— Start Reading passage —

Fitz admits, “It’s an experiment.”

The company was already paying to manage its own fleet claims. In fact, it repatriated the work from different law firms across the U.K. to get better efficiency and build a more uniform, consistent service across the country, so it was a chance to leverage that investment.

“We don't accept conflicted work,” Fitz notes. “Our first priority is to look after BT.” For example, it’s a service that a courier or delivery service with a fleet of vehicles could tap.

He likens it to a private labeling service for insured and uninsured claims. “We’ve got extra capacity.”

“It’s a long burn,” he says of the law firm’s development, “but does it take in more than what goes out? The answer is yes.”

He says managing claims in-house for BT’s fleet delivers benefits at the EBIDTA level to BT in “the low millions,” noting that BT vehicle-related claims brought in £14 million last year.

There have been additional benefits to the creation of BT Law. “One of the non-financial benefits is that the team thinks like a business now,” he says.

Then there’s DuPont Company, the 800-pound gorilla when it comes to evolving a law department. In the 1990s, it revamped the way it delivered legal services and the role of the law department under then General Counsel Tom Sager, who is now in private practice at the U.S. law firm Ballard Spahr LLP.

That included employing what it called a loss recovery program to shift the needle on how law departments approached revenue generation and the lawyer’s role in it. In an interview, Sager explains that “every practice area was assigned a leader to identify opportunities for recovery.”

It meant adopting the “mindset of a plaintiff attorney” and looking for wrongdoers, he says. No stone was left unturned and everything from seeking recovery in bankruptcy to anti-trust suits, commercial spats with business suppliers, mistakes and insurance claims were fair game.

He calls it a “programmatic” effort, rather than ad hoc. It has to be a “very data driven, disciplined process,” he says of assessing claims, noting that when a company threatens to sue customers or suppliers, the latter can “get their back up.”

However, the focus wasn’t litigation. In fact, very few of the matters ended up in court. Most were settled through negotiations and arbitration. The attention was on enforcing the company’s rights under existing contracts and laws.

The key, he says, is that the claims must be legitimate. Those brought forward were “well documented” and in some cases brought recovery within a matter of months.

“Some of these recoveries were quite large,” he says. For instance, there was a US$30-million recovery over a power outage that shut down production. Many were also routine, such as overbilling, being charged improper taxes, delivery of defective goods and accident claims.

It’s been a profitable venture for DuPont. Between 2004 and 2014, the loss recovery program brought in US$2.7 billion dollars. It wasn’t just in the U.S.—as much as 30% of recoveries come from other regions, including Canada. Moreover, he says, the cost of recovery was about 10%. Interestingly, he adds, the loss recovery program built a stronger bond between the legal department and business units.

— End Reading passage —

• Instructions:
**A.** Summarize the passage about the BT and DuPont legal departments in two sentences.
**B.** List every routine type of matter that the passage about the BT and DuPont legal departments gives as an example from DuPont's loss recovery program.
**C.** Carry on with the passage about the BT and DuPont legal departments, starting right after its final sentence.

— Start Data extract —

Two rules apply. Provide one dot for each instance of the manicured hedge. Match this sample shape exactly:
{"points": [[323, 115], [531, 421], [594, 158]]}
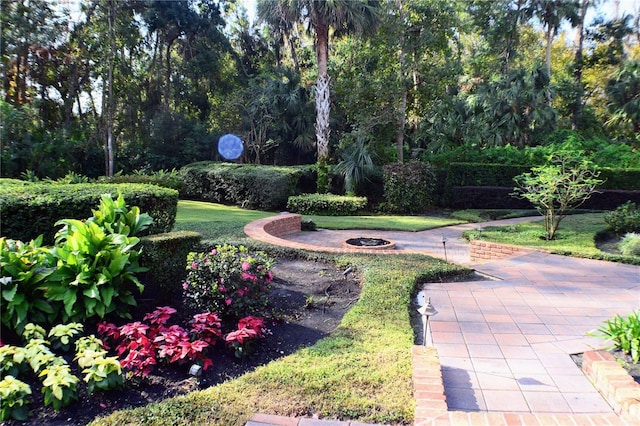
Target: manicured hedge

— End Data extract —

• Answers per task:
**A.** BT set up BT Law as an experiment that offers its extra in-house fleet claims capacity to other companies, and managing those claims in-house brings BT benefits in "the low millions" while making the team think like a business. DuPont, under General Counsel Tom Sager in the 1990s, ran a data-driven loss recovery program that settled most claims through negotiation and arbitration rather than in court and brought in US$2.7 billion between 2004 and 2014 at a recovery cost of about 10%.

**B.**
- Overbilling
- Being charged improper taxes
- Delivery of defective goods
- Accident claims

**C.**
“The more the general counsel is tuned into the overall operation . . . the more likely they are to want to get into a loss recovery program,” suggests Jay Fastow, a partner in Ballard Spahr’s loss recovery service. “They see it as enhancing the whole business.”

Long viewed as a cost centre, legal departments around the globe are now being eyed as a place that can actually generate revenue and—some suggest—become a profit centre.

On the flip side

It’s a controversial proposition, and one that is spawning debate in legal circles.

Proponents ask what’s wrong with legal departments and lawyers getting more involved in revenue generation and trying to move the needle on the notion that the legal department is a cost centre? After all, most companies that lawyers work for exist for one real purpose—to earn profit for shareholders. Why should the law department not be a bigger part of that equation?

Critics, however (and there are many), worry that by focusing on profits, legal departments are missing the boat and actually increasing corporate risk, something that legal departments are traditionally called on to reduce.

In a March 2017 issue of Seytlines, a publication by SeyfarthLean Consulting LLC that looks at the changing practice of law, Kenneth Grady, a lawyer and adjunct professor at the Michigan State University College of Law, writes that it’s time to “stop with the profit center nonsense,” calling it a “bad idea.”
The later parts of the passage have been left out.